[Stored dataset items]
▬▬▬▬▬▬

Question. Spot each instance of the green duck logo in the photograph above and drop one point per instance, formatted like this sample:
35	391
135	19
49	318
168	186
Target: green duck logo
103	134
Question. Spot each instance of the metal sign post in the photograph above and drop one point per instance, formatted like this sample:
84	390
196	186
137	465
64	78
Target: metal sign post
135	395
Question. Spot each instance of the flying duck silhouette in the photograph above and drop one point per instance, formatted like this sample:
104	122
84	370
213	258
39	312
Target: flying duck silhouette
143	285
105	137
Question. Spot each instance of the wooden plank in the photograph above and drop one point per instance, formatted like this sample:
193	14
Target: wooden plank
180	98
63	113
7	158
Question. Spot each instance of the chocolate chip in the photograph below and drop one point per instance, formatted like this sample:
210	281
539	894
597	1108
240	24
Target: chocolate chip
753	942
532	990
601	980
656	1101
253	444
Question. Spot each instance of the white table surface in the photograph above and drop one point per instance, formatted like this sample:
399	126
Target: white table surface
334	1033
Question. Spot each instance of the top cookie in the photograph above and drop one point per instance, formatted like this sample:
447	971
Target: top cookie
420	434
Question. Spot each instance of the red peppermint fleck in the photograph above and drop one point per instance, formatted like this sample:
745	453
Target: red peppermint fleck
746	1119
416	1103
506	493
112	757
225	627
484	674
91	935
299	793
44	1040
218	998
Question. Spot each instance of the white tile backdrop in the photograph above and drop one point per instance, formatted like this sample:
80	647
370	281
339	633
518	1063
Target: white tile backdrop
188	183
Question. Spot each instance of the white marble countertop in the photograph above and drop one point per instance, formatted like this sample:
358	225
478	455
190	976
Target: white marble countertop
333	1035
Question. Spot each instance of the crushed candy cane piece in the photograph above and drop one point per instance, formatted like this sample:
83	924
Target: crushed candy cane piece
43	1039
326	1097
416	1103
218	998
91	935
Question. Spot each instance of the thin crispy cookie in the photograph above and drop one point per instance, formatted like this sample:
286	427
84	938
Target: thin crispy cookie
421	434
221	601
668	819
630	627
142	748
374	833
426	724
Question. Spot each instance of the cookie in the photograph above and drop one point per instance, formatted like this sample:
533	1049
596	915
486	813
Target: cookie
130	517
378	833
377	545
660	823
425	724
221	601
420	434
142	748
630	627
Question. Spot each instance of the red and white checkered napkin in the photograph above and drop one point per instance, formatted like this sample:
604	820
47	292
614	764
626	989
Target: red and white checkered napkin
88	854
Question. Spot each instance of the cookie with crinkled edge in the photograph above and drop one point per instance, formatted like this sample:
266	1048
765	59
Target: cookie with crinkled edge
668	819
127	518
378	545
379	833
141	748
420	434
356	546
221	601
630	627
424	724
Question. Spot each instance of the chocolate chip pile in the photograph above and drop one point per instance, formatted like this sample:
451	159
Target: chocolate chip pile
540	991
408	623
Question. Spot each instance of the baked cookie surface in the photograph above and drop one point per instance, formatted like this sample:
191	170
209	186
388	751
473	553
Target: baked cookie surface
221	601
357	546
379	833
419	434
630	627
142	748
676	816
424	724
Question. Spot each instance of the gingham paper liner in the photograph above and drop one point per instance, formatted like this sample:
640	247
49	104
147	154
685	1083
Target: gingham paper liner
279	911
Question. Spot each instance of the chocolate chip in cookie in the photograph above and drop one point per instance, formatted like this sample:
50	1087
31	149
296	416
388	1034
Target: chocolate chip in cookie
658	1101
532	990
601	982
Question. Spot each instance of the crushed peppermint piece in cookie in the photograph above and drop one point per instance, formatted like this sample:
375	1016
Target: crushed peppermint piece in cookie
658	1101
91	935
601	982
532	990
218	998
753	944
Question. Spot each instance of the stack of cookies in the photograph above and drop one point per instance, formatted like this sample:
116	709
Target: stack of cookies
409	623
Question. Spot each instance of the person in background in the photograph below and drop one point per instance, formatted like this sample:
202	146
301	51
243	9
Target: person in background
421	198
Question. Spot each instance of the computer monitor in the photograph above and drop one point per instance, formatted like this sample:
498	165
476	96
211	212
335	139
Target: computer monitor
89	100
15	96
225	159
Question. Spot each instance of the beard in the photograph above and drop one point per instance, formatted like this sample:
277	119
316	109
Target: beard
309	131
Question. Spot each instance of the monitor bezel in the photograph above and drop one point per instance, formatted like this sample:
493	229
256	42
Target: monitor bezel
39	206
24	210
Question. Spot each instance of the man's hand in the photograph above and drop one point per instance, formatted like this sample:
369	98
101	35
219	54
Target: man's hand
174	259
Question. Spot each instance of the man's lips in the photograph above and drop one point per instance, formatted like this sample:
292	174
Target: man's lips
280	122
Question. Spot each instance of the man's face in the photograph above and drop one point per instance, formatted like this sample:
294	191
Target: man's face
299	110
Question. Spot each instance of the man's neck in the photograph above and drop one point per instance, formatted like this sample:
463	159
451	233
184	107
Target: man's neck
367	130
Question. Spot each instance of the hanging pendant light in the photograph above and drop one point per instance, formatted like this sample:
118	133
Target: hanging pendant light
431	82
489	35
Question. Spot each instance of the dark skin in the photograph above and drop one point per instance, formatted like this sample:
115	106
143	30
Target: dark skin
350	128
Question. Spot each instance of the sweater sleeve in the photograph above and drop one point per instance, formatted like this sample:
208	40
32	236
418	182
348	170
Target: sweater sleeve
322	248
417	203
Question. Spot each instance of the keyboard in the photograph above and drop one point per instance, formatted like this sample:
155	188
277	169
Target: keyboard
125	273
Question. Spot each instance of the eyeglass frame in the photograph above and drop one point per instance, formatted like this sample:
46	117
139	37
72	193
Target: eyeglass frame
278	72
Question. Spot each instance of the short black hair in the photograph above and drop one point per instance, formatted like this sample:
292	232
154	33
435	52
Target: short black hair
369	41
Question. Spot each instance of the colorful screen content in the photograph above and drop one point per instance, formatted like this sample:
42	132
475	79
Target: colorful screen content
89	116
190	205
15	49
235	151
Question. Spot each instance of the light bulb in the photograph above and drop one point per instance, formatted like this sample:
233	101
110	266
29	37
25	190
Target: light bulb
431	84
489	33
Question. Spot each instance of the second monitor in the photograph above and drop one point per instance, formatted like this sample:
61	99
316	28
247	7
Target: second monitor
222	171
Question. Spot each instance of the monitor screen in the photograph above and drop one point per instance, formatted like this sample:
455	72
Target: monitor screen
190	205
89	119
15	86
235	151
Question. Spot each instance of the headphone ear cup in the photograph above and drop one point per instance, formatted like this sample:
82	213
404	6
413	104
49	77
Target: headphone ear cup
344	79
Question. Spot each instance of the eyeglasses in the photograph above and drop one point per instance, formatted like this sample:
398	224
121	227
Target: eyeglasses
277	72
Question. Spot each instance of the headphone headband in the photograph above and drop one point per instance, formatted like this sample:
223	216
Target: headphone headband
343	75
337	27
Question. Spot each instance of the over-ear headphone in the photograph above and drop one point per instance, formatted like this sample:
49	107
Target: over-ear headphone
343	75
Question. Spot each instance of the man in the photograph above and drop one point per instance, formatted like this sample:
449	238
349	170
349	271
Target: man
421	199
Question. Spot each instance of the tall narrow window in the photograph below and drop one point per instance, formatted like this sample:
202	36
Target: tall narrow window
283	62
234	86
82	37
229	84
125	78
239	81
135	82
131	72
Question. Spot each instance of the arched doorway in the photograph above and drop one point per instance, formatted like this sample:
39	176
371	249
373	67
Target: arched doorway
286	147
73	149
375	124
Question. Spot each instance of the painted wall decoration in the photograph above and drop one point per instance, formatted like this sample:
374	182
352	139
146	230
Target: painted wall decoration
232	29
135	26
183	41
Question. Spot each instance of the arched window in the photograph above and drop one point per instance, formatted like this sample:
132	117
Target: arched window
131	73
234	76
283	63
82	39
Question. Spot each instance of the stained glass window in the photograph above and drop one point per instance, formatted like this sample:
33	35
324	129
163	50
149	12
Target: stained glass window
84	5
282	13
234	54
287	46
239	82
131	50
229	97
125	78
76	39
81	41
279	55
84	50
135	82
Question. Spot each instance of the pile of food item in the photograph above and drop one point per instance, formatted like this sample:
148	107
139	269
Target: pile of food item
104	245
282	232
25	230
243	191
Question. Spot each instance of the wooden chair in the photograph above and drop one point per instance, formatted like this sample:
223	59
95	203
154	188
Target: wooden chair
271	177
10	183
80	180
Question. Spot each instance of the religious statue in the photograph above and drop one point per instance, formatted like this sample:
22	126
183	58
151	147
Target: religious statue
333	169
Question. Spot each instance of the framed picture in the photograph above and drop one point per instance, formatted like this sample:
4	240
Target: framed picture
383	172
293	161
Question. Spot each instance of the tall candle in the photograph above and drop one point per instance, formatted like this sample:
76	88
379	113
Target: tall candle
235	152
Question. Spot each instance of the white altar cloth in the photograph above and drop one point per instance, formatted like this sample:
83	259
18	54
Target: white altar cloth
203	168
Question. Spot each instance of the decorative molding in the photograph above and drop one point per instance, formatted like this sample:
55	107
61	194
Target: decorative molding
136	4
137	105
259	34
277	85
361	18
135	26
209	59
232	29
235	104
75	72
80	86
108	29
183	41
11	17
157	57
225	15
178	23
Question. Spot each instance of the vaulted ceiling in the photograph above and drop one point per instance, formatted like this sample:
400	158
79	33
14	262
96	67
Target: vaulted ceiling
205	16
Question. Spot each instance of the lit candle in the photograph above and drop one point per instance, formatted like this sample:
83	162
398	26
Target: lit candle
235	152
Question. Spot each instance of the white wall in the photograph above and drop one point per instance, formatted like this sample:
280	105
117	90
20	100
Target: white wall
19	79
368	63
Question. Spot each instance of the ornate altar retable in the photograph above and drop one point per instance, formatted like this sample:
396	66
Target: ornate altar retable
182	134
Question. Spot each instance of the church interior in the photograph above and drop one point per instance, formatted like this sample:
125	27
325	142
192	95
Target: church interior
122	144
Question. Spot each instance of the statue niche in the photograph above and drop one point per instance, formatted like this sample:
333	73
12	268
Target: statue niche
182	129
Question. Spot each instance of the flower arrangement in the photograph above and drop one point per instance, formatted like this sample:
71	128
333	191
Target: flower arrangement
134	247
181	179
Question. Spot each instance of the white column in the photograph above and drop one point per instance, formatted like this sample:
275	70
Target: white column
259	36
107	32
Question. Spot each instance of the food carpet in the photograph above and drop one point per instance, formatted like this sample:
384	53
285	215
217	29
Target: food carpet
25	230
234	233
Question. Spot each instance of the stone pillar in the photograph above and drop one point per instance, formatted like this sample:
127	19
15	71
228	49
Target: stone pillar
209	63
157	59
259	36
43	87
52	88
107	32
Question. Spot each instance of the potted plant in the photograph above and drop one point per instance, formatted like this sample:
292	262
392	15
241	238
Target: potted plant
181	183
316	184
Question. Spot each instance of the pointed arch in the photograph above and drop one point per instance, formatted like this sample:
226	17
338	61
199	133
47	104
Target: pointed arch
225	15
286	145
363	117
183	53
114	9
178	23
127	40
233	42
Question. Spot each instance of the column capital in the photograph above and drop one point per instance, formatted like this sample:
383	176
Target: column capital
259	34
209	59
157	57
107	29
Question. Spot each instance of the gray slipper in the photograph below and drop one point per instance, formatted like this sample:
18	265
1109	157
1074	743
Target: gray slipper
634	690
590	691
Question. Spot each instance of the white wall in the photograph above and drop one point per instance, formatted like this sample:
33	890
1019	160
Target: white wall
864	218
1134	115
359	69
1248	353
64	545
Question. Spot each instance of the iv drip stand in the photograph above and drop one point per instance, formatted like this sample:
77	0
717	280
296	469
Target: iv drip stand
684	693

▬▬▬▬▬▬

The line containing "Question. Spot each instance of the gray" and every line after it, up to and including the last line of the records, should be reproduced exactly, with nothing else.

Question. Spot each instance of the gray slipper in the photograph below and drop one point per instance, formatted like this sample:
18	265
1109	157
1074	743
Target: gray slipper
634	690
590	691
Question. Spot each instance of the white wall in the photograph above and drop one point per instance, formatted like this sample:
33	890
1019	160
Target: white wall
864	218
1134	115
359	69
1248	353
64	545
Question. Spot each instance of the iv drip stand in the photograph above and drop one point per instance, formatted like this sample:
77	0
717	280
296	469
Target: iv drip stand
684	693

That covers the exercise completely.